EXERCISE REQUIREMENTS
Copy the stretch of the material below from the line containing "Would you point at the red zipper" through the line containing "point(202, 394)", word for word. Include both of those lines and nothing else.

◇ ◇ ◇ ◇ ◇ ◇ ◇

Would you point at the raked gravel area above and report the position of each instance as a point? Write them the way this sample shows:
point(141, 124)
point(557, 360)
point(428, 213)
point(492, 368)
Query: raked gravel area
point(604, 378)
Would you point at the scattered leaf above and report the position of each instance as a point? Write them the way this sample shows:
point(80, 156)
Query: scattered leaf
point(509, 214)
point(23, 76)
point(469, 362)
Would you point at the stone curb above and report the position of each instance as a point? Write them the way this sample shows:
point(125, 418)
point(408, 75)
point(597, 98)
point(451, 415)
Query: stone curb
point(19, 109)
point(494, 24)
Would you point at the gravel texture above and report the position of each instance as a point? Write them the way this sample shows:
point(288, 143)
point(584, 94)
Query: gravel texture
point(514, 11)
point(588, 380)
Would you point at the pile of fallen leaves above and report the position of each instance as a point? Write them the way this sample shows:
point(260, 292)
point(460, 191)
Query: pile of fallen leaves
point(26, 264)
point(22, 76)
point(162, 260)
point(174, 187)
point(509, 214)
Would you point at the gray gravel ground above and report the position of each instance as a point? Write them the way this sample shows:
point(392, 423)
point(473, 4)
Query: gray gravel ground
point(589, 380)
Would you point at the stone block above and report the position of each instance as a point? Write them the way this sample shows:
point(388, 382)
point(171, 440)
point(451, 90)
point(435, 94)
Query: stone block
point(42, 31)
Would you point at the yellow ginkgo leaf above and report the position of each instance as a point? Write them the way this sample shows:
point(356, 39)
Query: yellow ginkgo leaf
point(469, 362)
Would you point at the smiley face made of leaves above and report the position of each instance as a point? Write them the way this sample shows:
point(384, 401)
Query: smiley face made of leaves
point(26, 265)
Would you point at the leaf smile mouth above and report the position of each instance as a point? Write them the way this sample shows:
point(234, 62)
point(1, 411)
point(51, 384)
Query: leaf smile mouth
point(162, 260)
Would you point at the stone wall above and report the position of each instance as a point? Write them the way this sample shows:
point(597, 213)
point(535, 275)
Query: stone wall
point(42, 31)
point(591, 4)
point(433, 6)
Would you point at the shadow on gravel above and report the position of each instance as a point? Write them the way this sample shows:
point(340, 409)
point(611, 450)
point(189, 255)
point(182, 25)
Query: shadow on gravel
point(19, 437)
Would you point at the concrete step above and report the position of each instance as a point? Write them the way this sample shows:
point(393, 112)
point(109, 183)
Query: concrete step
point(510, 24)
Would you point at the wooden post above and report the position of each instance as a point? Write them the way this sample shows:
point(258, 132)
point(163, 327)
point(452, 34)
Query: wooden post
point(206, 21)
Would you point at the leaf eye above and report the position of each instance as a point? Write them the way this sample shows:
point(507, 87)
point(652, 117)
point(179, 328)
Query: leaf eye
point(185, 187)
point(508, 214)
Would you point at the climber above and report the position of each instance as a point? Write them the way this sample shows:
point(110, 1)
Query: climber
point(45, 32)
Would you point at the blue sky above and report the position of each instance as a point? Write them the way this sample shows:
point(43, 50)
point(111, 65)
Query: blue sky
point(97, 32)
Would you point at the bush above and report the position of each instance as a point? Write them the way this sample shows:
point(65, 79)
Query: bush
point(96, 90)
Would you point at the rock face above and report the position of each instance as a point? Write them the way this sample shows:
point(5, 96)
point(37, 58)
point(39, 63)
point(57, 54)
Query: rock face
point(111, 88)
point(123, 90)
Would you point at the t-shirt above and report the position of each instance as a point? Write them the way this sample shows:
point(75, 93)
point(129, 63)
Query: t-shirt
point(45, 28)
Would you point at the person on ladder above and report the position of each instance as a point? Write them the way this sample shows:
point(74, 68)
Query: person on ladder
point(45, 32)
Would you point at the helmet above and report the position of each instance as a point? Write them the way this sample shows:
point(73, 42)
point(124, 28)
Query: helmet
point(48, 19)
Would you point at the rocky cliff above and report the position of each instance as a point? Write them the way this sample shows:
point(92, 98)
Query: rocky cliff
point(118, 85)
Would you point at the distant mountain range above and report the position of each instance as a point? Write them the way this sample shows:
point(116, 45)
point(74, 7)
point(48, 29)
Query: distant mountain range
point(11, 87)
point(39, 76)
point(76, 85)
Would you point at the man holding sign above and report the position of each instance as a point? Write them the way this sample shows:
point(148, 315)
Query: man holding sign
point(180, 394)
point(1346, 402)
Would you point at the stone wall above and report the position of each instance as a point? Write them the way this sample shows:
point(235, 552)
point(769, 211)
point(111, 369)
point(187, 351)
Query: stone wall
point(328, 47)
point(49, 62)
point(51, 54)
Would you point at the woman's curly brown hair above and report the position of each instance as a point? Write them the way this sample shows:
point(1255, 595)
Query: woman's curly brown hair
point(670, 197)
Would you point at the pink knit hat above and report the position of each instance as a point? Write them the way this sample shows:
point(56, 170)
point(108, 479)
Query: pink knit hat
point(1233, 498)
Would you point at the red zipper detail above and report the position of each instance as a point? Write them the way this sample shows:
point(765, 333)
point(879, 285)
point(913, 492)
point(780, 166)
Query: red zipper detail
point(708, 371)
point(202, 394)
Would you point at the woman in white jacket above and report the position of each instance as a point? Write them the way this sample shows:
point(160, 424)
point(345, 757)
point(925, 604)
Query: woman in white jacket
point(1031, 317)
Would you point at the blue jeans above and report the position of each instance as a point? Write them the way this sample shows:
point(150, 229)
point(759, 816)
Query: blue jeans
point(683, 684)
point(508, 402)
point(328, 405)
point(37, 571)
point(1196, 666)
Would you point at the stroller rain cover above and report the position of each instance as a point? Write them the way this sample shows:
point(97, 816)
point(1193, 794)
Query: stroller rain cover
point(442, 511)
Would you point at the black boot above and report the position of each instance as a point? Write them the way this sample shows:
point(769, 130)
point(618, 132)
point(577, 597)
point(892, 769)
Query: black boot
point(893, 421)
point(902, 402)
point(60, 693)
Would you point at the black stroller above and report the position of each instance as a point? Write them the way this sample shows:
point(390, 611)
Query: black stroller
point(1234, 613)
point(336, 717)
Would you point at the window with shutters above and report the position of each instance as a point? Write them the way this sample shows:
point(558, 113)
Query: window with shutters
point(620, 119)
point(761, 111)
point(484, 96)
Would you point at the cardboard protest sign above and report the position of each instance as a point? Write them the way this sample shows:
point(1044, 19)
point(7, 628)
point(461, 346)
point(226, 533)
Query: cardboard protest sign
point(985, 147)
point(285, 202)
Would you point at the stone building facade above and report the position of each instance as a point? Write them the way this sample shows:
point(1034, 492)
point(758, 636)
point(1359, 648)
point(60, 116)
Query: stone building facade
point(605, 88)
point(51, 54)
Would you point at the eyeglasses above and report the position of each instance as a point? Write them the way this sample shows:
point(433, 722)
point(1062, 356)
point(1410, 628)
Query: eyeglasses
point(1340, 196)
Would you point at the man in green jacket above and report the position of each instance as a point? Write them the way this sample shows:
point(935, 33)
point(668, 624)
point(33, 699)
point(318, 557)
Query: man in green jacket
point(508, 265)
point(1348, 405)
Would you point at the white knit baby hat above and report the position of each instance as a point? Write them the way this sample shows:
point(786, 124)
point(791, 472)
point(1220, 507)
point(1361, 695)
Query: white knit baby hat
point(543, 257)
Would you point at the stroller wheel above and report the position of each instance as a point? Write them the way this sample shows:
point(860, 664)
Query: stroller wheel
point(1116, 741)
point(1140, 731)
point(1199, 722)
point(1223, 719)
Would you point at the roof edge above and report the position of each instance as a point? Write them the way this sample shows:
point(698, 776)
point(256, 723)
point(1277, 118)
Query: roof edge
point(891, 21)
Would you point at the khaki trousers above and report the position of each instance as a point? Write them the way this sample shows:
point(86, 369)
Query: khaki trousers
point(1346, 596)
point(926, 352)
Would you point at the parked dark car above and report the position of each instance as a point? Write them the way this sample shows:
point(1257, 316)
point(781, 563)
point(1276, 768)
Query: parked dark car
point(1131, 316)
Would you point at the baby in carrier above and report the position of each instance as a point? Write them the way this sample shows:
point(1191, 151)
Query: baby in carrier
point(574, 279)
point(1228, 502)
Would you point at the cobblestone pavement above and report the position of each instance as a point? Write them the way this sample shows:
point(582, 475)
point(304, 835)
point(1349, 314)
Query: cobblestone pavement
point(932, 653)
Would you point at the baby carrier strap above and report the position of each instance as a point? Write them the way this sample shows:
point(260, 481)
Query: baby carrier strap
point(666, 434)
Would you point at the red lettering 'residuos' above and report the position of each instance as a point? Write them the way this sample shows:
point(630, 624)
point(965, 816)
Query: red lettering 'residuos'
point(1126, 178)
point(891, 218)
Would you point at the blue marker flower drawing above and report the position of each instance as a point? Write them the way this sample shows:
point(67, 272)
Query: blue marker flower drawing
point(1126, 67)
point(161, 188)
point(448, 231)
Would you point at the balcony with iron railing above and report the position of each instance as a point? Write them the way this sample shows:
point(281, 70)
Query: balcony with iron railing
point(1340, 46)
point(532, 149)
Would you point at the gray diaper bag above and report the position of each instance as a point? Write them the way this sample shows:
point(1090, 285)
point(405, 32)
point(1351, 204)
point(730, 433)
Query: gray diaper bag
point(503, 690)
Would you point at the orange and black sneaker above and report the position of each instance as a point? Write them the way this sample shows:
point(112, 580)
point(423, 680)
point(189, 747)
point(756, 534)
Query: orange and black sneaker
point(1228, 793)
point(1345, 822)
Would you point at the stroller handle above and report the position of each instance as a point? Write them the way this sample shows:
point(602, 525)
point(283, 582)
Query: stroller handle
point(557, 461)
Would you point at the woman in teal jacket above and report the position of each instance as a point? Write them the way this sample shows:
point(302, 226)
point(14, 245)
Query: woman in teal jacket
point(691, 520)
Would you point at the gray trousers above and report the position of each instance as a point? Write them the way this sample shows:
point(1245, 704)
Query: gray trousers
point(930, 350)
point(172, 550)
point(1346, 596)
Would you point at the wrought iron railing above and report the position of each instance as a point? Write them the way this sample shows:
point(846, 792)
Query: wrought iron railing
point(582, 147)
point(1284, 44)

◇ ◇ ◇ ◇ ◇ ◇ ◇

TASK SOLUTION
Would you point at the red zipper detail above and report the position of each instance as a point? Write them the way this sample shows:
point(765, 333)
point(879, 285)
point(913, 492)
point(780, 166)
Query: red zipper detail
point(708, 371)
point(202, 394)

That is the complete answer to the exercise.